* Exercise directions
Look below for the line containing "positive clicks: (417, 321)" and the line containing "negative clicks: (285, 462) (447, 238)"; repeat exactly those two lines and all lines between them, and nothing else.

* Exercise data
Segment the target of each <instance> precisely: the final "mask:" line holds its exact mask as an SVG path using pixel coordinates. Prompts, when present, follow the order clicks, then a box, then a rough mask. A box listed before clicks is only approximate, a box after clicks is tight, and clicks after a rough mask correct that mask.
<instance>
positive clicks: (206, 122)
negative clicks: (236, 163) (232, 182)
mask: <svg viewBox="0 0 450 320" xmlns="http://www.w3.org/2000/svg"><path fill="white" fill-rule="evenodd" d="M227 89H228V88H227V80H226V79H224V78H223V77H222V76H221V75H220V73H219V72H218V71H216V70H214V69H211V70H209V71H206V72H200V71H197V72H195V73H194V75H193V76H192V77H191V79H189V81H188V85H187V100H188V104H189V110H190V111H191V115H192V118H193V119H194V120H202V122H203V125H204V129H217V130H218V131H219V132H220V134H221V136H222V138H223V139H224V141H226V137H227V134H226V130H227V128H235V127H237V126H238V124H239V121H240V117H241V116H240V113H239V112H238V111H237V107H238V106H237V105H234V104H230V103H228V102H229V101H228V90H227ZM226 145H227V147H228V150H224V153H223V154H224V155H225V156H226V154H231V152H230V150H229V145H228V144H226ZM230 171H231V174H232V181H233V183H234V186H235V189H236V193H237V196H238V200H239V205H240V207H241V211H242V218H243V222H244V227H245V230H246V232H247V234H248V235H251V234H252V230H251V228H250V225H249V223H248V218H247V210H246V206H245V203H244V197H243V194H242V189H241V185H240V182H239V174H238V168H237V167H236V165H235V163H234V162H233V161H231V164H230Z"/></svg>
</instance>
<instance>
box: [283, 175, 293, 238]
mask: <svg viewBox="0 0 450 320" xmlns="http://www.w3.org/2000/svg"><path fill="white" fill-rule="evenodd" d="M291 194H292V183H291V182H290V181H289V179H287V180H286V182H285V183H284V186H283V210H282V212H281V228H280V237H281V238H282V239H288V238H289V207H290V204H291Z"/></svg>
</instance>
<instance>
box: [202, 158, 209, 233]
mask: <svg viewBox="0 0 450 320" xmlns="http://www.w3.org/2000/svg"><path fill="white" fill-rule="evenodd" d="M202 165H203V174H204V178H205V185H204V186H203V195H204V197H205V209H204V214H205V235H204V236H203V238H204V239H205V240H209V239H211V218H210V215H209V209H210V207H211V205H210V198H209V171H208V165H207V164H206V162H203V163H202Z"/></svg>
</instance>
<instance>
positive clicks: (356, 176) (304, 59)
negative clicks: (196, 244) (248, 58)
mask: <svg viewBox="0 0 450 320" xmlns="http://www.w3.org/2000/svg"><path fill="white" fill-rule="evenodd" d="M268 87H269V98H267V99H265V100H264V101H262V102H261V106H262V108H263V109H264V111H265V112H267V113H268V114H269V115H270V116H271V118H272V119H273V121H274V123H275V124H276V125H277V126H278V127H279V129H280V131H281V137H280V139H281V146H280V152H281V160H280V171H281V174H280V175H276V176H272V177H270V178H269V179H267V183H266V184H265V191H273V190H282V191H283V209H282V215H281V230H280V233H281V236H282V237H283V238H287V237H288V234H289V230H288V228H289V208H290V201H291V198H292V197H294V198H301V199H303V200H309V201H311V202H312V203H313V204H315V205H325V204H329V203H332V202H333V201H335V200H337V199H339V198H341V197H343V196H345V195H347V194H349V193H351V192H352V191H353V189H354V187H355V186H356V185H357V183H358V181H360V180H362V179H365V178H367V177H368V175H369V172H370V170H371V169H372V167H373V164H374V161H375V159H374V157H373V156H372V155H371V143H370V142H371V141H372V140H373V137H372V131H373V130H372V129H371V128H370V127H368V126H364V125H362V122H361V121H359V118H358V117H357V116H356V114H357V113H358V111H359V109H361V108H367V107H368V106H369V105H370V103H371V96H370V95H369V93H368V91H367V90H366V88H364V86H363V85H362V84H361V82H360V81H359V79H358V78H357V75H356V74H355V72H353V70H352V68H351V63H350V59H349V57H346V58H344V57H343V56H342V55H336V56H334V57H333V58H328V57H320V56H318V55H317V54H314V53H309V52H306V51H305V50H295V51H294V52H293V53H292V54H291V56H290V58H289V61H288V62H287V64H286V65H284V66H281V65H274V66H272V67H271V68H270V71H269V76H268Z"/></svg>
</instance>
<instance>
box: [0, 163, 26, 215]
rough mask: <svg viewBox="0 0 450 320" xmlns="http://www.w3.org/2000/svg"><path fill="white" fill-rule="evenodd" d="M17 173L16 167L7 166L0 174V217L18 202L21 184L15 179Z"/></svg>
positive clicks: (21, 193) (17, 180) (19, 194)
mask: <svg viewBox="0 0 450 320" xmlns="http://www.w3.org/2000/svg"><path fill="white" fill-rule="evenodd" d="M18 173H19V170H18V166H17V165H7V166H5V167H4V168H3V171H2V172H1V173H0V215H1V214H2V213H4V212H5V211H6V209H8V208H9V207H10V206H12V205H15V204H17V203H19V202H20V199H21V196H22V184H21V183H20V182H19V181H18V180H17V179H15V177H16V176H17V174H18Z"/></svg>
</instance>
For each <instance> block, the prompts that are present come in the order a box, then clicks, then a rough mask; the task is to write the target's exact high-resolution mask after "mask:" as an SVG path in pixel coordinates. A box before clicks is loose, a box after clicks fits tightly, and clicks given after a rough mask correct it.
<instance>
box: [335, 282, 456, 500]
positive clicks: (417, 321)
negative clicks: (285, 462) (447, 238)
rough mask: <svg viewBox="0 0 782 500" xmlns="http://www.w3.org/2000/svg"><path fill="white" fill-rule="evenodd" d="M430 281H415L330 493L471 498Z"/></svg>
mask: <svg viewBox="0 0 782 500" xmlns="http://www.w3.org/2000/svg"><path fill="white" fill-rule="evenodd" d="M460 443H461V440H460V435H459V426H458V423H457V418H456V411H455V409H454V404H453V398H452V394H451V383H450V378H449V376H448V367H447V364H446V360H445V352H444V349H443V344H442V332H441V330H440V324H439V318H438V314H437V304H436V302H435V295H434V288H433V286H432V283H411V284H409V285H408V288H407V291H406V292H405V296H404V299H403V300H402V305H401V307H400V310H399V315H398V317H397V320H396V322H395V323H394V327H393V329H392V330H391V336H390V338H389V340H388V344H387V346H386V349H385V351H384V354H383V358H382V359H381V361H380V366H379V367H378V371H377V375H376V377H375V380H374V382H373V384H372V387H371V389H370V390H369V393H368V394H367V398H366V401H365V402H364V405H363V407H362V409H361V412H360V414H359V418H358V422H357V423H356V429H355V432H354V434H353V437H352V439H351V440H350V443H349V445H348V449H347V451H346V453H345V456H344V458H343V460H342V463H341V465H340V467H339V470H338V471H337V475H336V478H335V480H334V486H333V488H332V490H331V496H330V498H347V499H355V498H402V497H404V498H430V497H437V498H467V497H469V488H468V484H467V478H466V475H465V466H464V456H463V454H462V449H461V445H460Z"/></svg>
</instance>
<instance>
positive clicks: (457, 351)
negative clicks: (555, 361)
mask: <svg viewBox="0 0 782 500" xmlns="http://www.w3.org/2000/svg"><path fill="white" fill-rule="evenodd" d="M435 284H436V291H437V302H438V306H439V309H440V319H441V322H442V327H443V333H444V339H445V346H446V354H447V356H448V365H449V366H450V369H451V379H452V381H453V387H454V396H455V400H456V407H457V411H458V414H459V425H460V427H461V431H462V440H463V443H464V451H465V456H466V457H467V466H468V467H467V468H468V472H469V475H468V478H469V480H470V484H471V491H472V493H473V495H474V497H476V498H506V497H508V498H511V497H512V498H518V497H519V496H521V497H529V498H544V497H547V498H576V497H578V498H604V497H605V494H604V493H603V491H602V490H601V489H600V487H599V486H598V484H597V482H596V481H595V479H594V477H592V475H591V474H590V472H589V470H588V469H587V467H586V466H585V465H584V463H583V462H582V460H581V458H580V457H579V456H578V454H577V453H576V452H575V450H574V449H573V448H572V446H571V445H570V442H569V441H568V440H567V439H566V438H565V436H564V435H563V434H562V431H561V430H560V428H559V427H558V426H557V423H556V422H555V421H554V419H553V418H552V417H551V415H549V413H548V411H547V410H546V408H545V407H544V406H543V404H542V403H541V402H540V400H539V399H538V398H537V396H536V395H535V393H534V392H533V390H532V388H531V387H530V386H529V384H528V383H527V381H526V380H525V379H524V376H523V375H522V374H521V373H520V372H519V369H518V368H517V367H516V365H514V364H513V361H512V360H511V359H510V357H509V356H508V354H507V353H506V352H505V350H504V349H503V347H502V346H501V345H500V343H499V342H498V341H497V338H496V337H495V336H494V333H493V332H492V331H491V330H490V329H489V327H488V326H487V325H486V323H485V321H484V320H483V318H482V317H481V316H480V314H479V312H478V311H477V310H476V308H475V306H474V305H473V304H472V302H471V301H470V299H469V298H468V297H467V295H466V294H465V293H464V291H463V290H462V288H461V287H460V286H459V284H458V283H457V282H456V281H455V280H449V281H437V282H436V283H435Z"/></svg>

* The answer
positive clicks: (417, 321)
negative clicks: (285, 462) (447, 238)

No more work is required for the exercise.